| Text provided |

** BEGIN **

# my CATV system has gremlins.



## splatz (May 23, 2015)

Well you probably already thought of this, but I'd think the splitter in the ceiling might be bad. They go bad all the time. Luckily that's probably the cheapest thing of the bunch to replace. 

Edit, I am reading this as you checked the signal downstream of the amp, you might also want to plug a TV directly downstream of the amp, ahead of the splitter. The result should make it clear what's the next step. Check the signal ahead of the amp too.


----------



## inetdog (Apr 13, 2016)

A bad connection in the cabling can cause interference or loss of signal in both directions from the fault. This is even worse if the cable is supplying power via DC at the same time. I have an all digital cable system and one bad cable connector caused steady loss of specific channels and intermittently loss of connection between different cable boxes.


----------



## gnuuser (Jan 13, 2013)

loose connection maybe it was this guy


----------



## stangmasterflash (Jun 20, 2016)

** END **

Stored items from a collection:
** BEGIN **

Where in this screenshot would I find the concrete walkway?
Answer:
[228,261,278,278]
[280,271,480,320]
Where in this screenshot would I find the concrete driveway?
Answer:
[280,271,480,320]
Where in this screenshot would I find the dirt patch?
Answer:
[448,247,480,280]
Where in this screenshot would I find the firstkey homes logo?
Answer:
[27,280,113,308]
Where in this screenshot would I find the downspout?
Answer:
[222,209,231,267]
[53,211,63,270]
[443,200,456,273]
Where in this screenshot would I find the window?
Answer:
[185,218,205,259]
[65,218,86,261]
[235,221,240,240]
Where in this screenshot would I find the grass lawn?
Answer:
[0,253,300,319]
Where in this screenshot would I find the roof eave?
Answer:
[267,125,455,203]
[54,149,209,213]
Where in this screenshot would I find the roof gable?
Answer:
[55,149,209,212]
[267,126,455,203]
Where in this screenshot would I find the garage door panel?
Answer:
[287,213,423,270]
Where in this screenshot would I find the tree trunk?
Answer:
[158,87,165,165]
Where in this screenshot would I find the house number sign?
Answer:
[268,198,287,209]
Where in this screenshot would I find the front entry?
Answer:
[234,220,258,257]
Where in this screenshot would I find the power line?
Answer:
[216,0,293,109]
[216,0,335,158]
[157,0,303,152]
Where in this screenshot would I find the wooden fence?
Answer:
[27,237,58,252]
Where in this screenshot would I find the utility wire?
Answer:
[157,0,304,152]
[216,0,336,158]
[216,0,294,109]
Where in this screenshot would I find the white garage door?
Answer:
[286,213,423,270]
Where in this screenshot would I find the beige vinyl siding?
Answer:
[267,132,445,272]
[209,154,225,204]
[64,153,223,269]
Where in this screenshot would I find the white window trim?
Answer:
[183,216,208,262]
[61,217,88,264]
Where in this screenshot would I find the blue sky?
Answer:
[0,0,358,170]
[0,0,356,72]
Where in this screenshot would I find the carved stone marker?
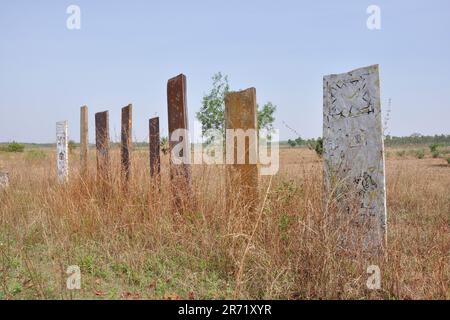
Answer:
[167,74,192,209]
[323,65,387,247]
[56,121,69,183]
[120,104,133,184]
[95,111,110,182]
[149,117,161,178]
[80,106,89,178]
[0,172,9,190]
[225,88,259,209]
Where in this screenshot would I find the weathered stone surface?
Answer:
[0,172,9,190]
[225,88,259,208]
[56,121,69,183]
[80,106,89,178]
[95,111,111,181]
[149,117,161,177]
[120,104,133,183]
[323,65,387,246]
[167,74,192,210]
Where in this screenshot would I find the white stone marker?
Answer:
[323,65,387,247]
[56,121,69,183]
[0,172,9,190]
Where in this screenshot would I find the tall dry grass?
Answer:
[0,149,450,299]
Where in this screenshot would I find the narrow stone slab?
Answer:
[167,74,192,209]
[225,88,259,208]
[80,106,89,178]
[149,117,161,178]
[95,111,111,182]
[323,65,387,247]
[0,172,9,190]
[56,121,69,183]
[120,104,133,183]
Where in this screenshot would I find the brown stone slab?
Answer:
[80,106,89,178]
[149,117,161,178]
[120,104,133,184]
[225,88,259,208]
[95,111,111,182]
[167,74,192,210]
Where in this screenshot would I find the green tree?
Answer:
[308,137,323,157]
[196,72,277,143]
[4,141,25,152]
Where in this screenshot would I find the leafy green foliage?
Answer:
[308,137,323,157]
[0,141,25,152]
[196,72,277,143]
[416,149,425,159]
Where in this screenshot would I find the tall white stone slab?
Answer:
[0,172,9,190]
[323,65,387,247]
[56,121,69,183]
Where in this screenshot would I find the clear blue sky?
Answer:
[0,0,450,142]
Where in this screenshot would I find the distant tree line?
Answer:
[384,133,450,146]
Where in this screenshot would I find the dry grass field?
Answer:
[0,148,450,299]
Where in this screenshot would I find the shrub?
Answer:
[308,138,323,157]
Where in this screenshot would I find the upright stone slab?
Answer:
[167,74,192,210]
[95,111,111,182]
[149,117,161,178]
[80,106,89,178]
[225,88,259,208]
[120,104,133,184]
[323,65,387,247]
[56,121,69,183]
[0,172,9,190]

** END **

| Required actions |
A - Answer these questions about the cable TV thread:
(i) What part in the ceiling does splatz suggest might be bad?
(ii) In inetdog's post, what caused the steady loss of specific channels?
(iii) What cause does gnuuser propose?
B - Please copy the cable TV thread word for word, starting at "A bad connection" and ending at "(Jan 13, 2013)".
These items come from a separate source.

| Solutions for each task |
A -
(i) The splitter.
(ii) One bad cable connector.
(iii) A loose connection.

B -
A bad connection in the cabling can cause interference or loss of signal in both directions from the fault. This is even worse if the cable is supplying power via DC at the same time. I have an all digital cable system and one bad cable connector caused steady loss of specific channels and intermittently loss of connection between different cable boxes.


----------



## gnuuser (Jan 13, 2013)